• _Tasks for this exercise_:
a – In the tips on reducing fear of childbirth, transcribe the passage starting with "1. Do not listen" and going on through "during your labour.".
b – In the tips on reducing fear of childbirth, which organization is cited on how an expecting mother's fitness level affects labor?
c – Decide whether each statement agrees with the tips on reducing fear of childbirth: (i) a book is named as a source of positive birth stories; (ii) the tips advise keeping your current care provider even if they do not support the birth you have envisioned; (iii) exercise is said to increase endorphins and serotonin.

• _Selected text_:
╭──

Ten Tips to Help Reduce Fear of Childbirth

  1. Do not listen to the “horror” birth stories.  Ask friends, family, and strangers to refrain from sharing negative experiences.  Instead, read about positive birth stories, there’s plenty out there! (ex. Ina May’s Guide to Childbirth- there’s numerous positive birth stories inside the book)
  2. Become Educated.  Learn as much as you possibly can and make sure that it is evidence based research.  Read about the risks and benefits to different procedures, medications, and ways to birth your baby!
  3. Make sure your care provider supports the birth you have envisioned.  If they are not supportive, speak to other care providers and see if it is possible to transfer your care.
  4. Practice relaxation techniques such as meditation, deep breathing, yoga, and visualizations.  These will be vital during your labour.
  5. Create a birth plan.  Knowing your options and voicing your wishes is so important to make you feel like you are in control of your birth!
  6. Be flexible.  Although you have created a birth plan, understand that things may change and do NOT feel defeated if things do not go according to plan.  No matter how you birth your baby, you are still a rockstar and an amazing mother!
  7. Learn to trust your body.  “My body knows how to birth this baby, just as my body knew how to grow this baby”
  8.  Stay active throughout your pregnancy. Exercise increases endorphins and serotonin, which helps to reduce anxiety and pain during pregnancy and birth.  According to the American Pregnancy Association, the fitness level of an expecting mother can result in a shorter labour, fewer medical interventions, and less exhaustion during labour.  The more active you are, the less fear you should have!
  9. Surround yourself with a positive support network.  This includes your partner, your family, and your close friends.  Do not be afraid to ask them for help!
  10. Hire a doula! A doula is a compassionate and professional support person who will come alongside you and your partner to provide you with emotional, physical, and informational support during your pregnancy and birth. She can help to reduce the anxiety that can sometimes be associated with childbirth.

╰──

[Image-grounded pointing data]
╭──

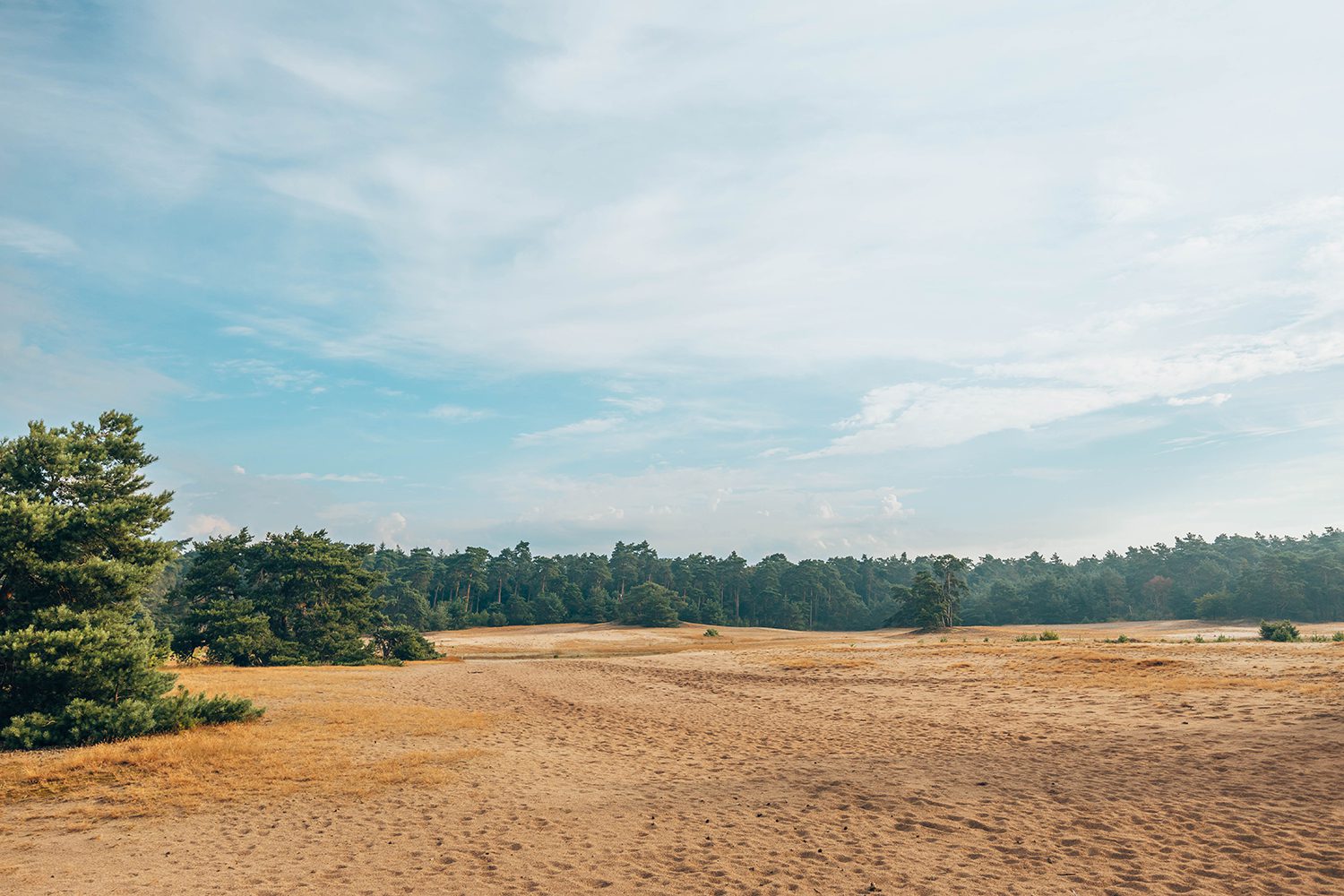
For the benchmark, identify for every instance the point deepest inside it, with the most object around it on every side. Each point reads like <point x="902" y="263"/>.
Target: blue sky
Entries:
<point x="873" y="277"/>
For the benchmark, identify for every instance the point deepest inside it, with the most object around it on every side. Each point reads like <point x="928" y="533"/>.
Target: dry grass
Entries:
<point x="328" y="731"/>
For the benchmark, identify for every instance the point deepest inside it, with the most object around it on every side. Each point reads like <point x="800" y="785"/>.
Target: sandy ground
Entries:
<point x="760" y="762"/>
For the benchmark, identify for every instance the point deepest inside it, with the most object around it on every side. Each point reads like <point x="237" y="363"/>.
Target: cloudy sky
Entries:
<point x="817" y="279"/>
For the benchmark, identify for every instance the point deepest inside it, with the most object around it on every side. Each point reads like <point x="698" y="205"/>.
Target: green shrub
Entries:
<point x="400" y="641"/>
<point x="1279" y="630"/>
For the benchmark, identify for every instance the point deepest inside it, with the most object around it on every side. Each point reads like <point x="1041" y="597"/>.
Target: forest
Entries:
<point x="1230" y="576"/>
<point x="91" y="602"/>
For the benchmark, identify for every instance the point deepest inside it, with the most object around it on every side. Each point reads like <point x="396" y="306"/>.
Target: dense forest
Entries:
<point x="1231" y="576"/>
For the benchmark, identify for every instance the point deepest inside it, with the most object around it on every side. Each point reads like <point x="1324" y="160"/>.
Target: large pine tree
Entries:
<point x="78" y="656"/>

╰──

• _Solutions below_:
a –
1. Do not listen to the “horror” birth stories.  Ask friends, family, and strangers to refrain from sharing negative experiences.  Instead, read about positive birth stories, there’s plenty out there! (ex. Ina May’s Guide to Childbirth- there’s numerous positive birth stories inside the book)
  2. Become Educated.  Learn as much as you possibly can and make sure that it is evidence based research.  Read about the risks and benefits to different procedures, medications, and ways to birth your baby!
  3. Make sure your care provider supports the birth you have envisioned.  If they are not supportive, speak to other care providers and see if it is possible to transfer your care.
  4. Practice relaxation techniques such as meditation, deep breathing, yoga, and visualizations.  These will be vital during your labour.

b – The American Pregnancy Association.

c –
(i) Yes: "Ina May’s Guide to Childbirth- there’s numerous positive birth stories inside the book"
(ii) No: "If they are not supportive, speak to other care providers and see if it is possible to transfer your care."
(iii) Yes: "Exercise increases endorphins and serotonin"